§ **Üretilecek Çıktı**:
Aşağıdaki haber metninde yer alan şu cümleyi İngilizceye çevirin: "Cumhurbaşkanı Erdoğan, von der Leyen’i, Cumhurbaşkanlığı Külliyesi giriş kapısında karşıladı."

§ **Seçilen Metin**:

##########

1. Haberler
  2. Gündem
  3. AB’den Türkiye’ye 1 milyar avroluk ek ‘Suriye’ fonu! Erdoğan’dan çağrı: Yeni projeleri bekliyoruz

AB’den Türkiye’ye 1 milyar avroluk ek ‘Suriye’ fonu! Erdoğan’dan çağrı: Yeni projeleri bekliyoruz

Cumhurbaşkanı Recep Tayyip Erdoğan, AB Komisyonu Başkanı Ursula von der Leyen’i kabulü sonrası ortak basın toplantısında konuştu. Erdoğan, "13 yıllık insani buhran ve insanı çatışma döneminde AB ile birçok projeyi hayata geçirdik. Geri dönüşleri harekete geçirmek için yeni projeleri de bekliyoruz" dedi. AB Komisyonu Başkanı Leyen de son gelişmelere dikkat çekerken, "Türkiye gerçekten göç yönetimi konusunda kilit bir ortağımız. Sınır yönetimi, göçmen kaçakçılığıyla mücadele için çalışmalarımızı sürdürmemiz gerek" dedi ve 2024 yılında mülteciler için ilave 1 milyar avroluk ek fonun tahsis edildiğini duyurdu.

featured

Cumhurbaşkanı Erdoğan, von der Leyen’i, Cumhurbaşkanlığı Külliyesi giriş kapısında karşıladı.

Erdoğan ve von der Leyen, merdivenlerde Türkiye ve Avrupa Birliği bayrakları önünde fotoğraf çektirdi.

Basına kapalı 2,5 saat süren kabulde, Dışişleri Bakanı Hakan Fidan, Cumhurbaşkanı Dış Politika ve Güvenlik Başdanışmanı Akif Çağatay Kılıç, Avrupa Komisyonu Kabine Başkanı Valdis Dombrovskis ile Avrupa Birliği Dış İlişkiler Genel Sekreteri Stefano Sannino da yer aldı.

##########

§ **Gösterilen Veriler**:

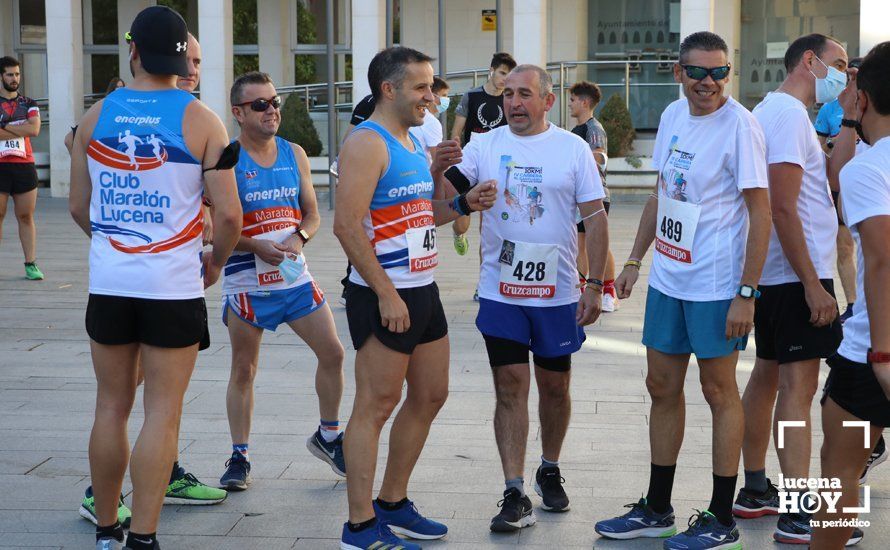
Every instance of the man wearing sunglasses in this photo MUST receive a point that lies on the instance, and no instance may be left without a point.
(796, 315)
(266, 282)
(710, 221)
(146, 304)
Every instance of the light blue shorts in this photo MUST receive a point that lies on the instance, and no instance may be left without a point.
(267, 309)
(678, 327)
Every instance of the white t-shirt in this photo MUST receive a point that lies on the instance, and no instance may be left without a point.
(865, 193)
(529, 237)
(791, 138)
(429, 134)
(704, 163)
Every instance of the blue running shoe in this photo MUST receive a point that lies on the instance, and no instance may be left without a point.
(375, 537)
(641, 521)
(331, 453)
(705, 533)
(237, 476)
(407, 521)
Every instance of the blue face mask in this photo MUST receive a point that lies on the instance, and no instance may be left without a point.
(828, 88)
(291, 270)
(443, 105)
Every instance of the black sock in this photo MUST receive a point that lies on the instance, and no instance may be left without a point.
(356, 527)
(391, 506)
(721, 498)
(135, 541)
(115, 531)
(661, 483)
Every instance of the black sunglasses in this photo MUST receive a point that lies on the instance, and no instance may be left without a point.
(701, 73)
(260, 105)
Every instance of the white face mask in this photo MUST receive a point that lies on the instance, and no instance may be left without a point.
(444, 102)
(828, 88)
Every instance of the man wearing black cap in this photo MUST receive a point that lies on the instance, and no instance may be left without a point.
(142, 210)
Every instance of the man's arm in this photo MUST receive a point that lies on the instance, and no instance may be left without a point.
(785, 180)
(876, 252)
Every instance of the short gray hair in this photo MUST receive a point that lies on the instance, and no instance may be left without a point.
(543, 77)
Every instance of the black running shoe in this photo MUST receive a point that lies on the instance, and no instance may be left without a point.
(749, 504)
(548, 484)
(237, 476)
(878, 455)
(516, 513)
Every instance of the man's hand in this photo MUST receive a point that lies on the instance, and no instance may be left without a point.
(394, 313)
(823, 308)
(445, 155)
(626, 280)
(270, 252)
(482, 196)
(211, 270)
(590, 305)
(740, 318)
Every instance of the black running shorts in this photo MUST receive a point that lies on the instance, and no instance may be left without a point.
(17, 178)
(854, 387)
(428, 322)
(782, 328)
(118, 320)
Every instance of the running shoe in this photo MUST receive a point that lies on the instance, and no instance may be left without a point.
(878, 456)
(408, 522)
(185, 488)
(88, 510)
(548, 484)
(32, 272)
(705, 532)
(750, 504)
(641, 521)
(109, 544)
(237, 476)
(795, 529)
(331, 453)
(376, 537)
(516, 513)
(461, 244)
(846, 314)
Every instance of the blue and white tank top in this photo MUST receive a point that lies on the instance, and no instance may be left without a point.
(270, 198)
(145, 209)
(400, 221)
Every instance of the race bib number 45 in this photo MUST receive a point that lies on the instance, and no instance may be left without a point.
(675, 229)
(423, 254)
(528, 270)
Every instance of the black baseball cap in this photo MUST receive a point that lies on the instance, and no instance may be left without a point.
(161, 36)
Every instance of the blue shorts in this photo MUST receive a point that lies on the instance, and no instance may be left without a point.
(678, 327)
(267, 309)
(547, 331)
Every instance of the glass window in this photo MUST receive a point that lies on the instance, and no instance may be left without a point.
(768, 26)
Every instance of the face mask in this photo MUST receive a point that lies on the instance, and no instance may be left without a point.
(828, 88)
(444, 102)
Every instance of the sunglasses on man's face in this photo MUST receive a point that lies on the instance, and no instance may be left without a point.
(700, 73)
(260, 105)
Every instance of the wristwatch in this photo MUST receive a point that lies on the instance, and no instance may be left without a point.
(878, 357)
(748, 292)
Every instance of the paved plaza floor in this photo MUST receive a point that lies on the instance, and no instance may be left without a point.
(47, 393)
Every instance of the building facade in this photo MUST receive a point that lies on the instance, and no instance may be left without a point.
(69, 49)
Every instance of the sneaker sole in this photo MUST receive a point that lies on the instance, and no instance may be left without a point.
(547, 508)
(323, 456)
(411, 534)
(192, 501)
(648, 532)
(751, 513)
(501, 526)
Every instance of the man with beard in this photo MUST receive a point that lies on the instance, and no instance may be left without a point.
(19, 121)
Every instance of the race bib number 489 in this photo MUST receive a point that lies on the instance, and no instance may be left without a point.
(528, 270)
(675, 229)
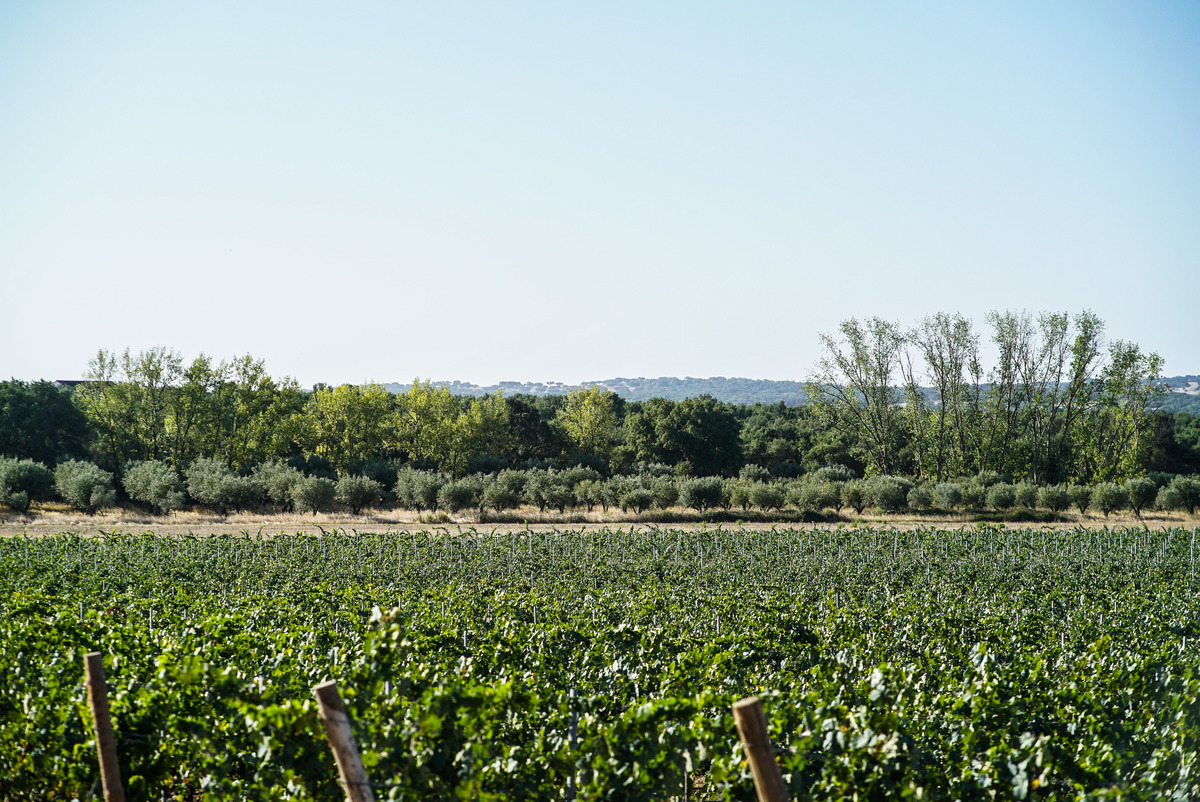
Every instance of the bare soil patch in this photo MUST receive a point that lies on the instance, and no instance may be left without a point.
(48, 519)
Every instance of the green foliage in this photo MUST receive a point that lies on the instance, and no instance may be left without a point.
(832, 473)
(588, 419)
(1055, 498)
(1001, 496)
(754, 473)
(947, 495)
(456, 496)
(771, 496)
(855, 495)
(504, 491)
(931, 664)
(1110, 497)
(84, 485)
(358, 492)
(39, 422)
(888, 494)
(701, 494)
(1025, 495)
(921, 498)
(275, 482)
(1141, 492)
(1081, 497)
(213, 483)
(23, 482)
(665, 490)
(418, 489)
(636, 498)
(154, 483)
(313, 495)
(1187, 489)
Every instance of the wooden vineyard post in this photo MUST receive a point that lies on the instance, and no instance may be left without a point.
(753, 730)
(106, 744)
(341, 741)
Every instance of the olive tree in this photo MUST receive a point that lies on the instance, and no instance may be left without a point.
(84, 485)
(154, 483)
(358, 491)
(23, 482)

##########

§ **Görev Çıktısı**:
President Erdoğan welcomed von der Leyen at the entrance gate of the Presidential Complex.